AUFGABE A:
Gib den Textausschnitt zwischen "Kann bei einem" und "Abmahnung erhalten haben?", beide Stellen eingeschlossen, neu wieder und setze dabei "Frist" an die Stelle von "Kündigungsfrist".
AUFGABE B:
Wer soll Beschäftigte laut dem Textausschnitt nach einer Abmahnung zum weiteren Vorgehen beraten?

TEXTAUSSCHNITT:
********************
Der Arbeitnehmer kann aber auch erst einmal gar nichts machen und warten. Wenn der Arbeitgeber dann in der Folgezeit eine Kündigung ausspricht und sich dabei auf die bereits erfolgte Abmahnung stützt, kann diese im dann folgenden Kündigungsschutzklageprozess immer noch angegriffen werden. Das ist häufig taktisch nicht die schlechteste Option.

Kann bei einem unbefristeten Vertrag auch ohne Abmahnung die Kündigung folgen?
Ja. Allerdings wird bei Greifen des Kündigungsschutzgesetzes aus verhaltensbedingten Gründen nur schwer ohne Abmahnung ordentlich gekündigt werden können. Anders ist dies bei einer Kündigung aus anderen Gründen, wie etwa betriebsbedingt. Hier braucht es keine Abmahnung. Auch eine außerordentliche Kündigung ist regelmäßig möglich, wenn ein derart wichtiger Grund vorliegt, dass das Einhalten der Kündigungsfrist für den Arbeitgeber nicht zumutbar ist. 

"Mitarbeiter sollten auch versuchen, nicht persönlich zu reagieren."

Welchen Tipp haben Sie für Beschäftigte, die eine Abmahnung erhalten haben?
Der zugrunde liegende Sachverhalt sollte zeitnah aufgeschrieben werden, idealerweise mit der Angabe, welche Kollegen oder Dritte den Vorfall mitbekommen haben oder bestätigen können. Naturgemäß verblasst die Erinnerung an solche Details recht schnell. Sie können aber in gerichtlichen Verfahren sehr wichtig sein. Mitarbeiter sollten auch versuchen, nicht persönlich zu reagieren. Wichtig ist die Beratung zum weiteren Vorgehen durch einen Fachanwalt für Arbeitsrecht oder die Gewerkschaft, um keinen Fehler zu machen.
********************
BEREITGESTELLTE ANGABEN:
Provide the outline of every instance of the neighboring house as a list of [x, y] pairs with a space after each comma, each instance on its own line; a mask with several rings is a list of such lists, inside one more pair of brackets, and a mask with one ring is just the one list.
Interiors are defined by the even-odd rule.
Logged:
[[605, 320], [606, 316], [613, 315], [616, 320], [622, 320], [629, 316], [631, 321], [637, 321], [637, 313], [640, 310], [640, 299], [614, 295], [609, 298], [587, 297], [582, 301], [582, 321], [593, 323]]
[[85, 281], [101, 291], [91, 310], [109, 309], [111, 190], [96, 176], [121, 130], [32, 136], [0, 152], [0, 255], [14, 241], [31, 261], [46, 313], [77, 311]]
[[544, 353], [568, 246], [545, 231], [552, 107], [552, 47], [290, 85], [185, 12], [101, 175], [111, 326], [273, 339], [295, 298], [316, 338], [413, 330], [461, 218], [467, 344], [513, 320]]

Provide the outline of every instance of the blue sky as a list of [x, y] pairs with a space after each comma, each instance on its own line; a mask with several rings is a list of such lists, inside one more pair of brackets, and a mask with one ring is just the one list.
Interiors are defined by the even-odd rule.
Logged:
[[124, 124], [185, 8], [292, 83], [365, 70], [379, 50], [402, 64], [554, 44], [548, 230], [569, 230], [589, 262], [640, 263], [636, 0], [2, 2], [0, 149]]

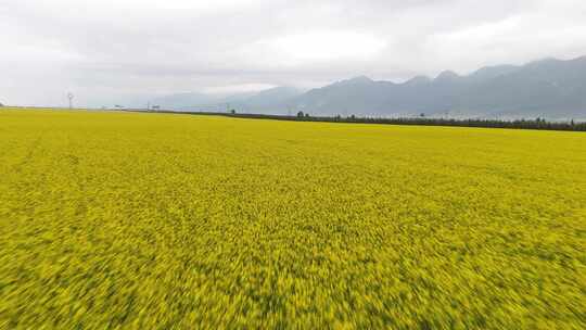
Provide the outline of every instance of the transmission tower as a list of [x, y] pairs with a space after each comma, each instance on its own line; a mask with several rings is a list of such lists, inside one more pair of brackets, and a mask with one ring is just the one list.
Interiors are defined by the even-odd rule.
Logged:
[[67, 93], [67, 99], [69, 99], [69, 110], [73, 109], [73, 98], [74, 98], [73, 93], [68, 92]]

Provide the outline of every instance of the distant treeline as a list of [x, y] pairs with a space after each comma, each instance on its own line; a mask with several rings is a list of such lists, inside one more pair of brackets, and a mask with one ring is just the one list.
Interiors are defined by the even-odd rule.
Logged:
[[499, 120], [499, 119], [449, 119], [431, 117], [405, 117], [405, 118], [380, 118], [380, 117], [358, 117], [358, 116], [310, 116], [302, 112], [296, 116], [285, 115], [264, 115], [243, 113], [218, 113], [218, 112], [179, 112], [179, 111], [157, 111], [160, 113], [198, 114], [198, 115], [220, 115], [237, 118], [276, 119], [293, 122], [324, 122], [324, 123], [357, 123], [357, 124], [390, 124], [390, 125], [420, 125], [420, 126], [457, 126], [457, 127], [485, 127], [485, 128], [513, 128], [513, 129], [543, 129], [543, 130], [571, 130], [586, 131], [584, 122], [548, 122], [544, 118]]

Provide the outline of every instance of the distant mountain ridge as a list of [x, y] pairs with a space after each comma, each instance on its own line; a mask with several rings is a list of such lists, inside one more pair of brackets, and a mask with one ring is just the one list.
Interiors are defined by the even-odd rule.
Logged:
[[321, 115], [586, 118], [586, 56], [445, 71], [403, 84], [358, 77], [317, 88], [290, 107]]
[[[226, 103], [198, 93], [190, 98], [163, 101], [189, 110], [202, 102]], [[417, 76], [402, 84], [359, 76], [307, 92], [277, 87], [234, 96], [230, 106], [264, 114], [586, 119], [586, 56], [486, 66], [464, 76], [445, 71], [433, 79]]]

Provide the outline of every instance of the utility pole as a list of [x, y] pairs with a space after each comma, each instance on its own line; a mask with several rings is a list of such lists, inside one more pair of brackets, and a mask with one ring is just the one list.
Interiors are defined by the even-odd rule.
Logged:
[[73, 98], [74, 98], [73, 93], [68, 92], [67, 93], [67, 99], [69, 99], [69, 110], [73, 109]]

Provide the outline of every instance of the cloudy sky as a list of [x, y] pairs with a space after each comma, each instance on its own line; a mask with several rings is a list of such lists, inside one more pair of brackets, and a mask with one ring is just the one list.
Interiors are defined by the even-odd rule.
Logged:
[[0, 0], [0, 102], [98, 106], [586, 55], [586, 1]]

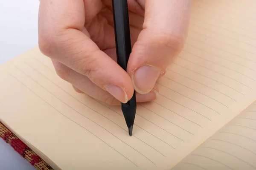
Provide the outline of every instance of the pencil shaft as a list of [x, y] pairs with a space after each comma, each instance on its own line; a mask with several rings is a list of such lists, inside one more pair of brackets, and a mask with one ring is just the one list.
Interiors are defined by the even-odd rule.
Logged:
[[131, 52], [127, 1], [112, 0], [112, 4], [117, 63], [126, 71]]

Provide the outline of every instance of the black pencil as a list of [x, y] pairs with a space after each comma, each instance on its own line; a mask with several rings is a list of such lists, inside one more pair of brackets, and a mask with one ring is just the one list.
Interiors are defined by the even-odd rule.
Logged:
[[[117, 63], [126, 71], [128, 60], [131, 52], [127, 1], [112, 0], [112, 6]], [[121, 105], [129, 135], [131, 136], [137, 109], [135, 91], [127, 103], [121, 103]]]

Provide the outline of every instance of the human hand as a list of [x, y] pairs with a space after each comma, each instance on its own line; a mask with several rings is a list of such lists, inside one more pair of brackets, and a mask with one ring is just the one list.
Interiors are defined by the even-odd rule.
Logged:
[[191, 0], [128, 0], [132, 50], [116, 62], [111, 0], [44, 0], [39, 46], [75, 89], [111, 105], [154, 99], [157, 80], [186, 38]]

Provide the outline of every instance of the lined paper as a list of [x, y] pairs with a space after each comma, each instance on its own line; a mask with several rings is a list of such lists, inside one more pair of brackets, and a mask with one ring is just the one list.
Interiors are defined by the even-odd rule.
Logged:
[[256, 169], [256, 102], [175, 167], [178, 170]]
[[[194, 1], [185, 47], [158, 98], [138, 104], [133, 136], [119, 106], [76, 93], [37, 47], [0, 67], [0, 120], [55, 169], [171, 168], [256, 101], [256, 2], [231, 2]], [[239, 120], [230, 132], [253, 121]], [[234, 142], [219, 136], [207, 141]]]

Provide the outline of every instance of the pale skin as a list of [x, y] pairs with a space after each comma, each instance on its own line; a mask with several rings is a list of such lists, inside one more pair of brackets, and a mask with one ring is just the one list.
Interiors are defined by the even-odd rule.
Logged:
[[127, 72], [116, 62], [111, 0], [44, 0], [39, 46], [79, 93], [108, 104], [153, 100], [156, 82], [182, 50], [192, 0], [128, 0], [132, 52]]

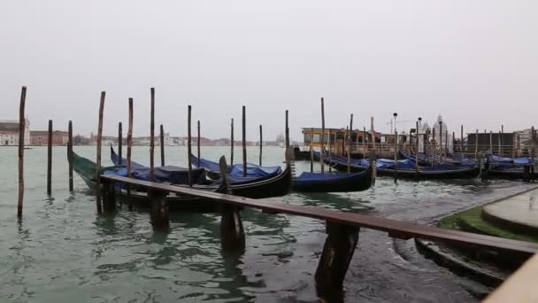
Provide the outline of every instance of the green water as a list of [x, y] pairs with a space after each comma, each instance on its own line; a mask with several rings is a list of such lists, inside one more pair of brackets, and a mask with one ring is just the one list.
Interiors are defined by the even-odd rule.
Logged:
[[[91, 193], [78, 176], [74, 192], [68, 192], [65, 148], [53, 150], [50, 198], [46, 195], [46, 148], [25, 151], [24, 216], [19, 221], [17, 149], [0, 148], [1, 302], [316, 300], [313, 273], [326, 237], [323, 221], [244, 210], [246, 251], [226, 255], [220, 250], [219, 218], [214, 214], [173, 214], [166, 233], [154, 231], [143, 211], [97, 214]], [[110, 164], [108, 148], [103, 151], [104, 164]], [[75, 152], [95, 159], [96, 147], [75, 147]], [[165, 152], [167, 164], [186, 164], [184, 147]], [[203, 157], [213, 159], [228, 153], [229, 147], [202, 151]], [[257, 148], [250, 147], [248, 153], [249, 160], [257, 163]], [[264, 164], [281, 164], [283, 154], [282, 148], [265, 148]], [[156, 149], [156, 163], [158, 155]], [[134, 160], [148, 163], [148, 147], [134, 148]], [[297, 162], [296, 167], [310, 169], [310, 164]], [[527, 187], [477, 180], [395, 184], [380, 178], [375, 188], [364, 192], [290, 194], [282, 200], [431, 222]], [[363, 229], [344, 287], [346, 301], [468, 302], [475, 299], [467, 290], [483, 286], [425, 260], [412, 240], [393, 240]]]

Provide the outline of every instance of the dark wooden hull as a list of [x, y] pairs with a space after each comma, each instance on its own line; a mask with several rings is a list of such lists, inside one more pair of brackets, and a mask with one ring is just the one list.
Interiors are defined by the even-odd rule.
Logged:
********************
ENDERGEBNIS A:
Kann bei einem unbefristeten Vertrag auch ohne Abmahnung die Kündigung folgen?
Ja. Allerdings wird bei Greifen des Kündigungsschutzgesetzes aus verhaltensbedingten Gründen nur schwer ohne Abmahnung ordentlich gekündigt werden können. Anders ist dies bei einer Kündigung aus anderen Gründen, wie etwa betriebsbedingt. Hier braucht es keine Abmahnung. Auch eine außerordentliche Kündigung ist regelmäßig möglich, wenn ein derart wichtiger Grund vorliegt, dass das Einhalten der Frist für den Arbeitgeber nicht zumutbar ist. 

"Mitarbeiter sollten auch versuchen, nicht persönlich zu reagieren."

Welchen Tipp haben Sie für Beschäftigte, die eine Abmahnung erhalten haben?

ENDERGEBNIS B:
Ein Fachanwalt für Arbeitsrecht oder die Gewerkschaft.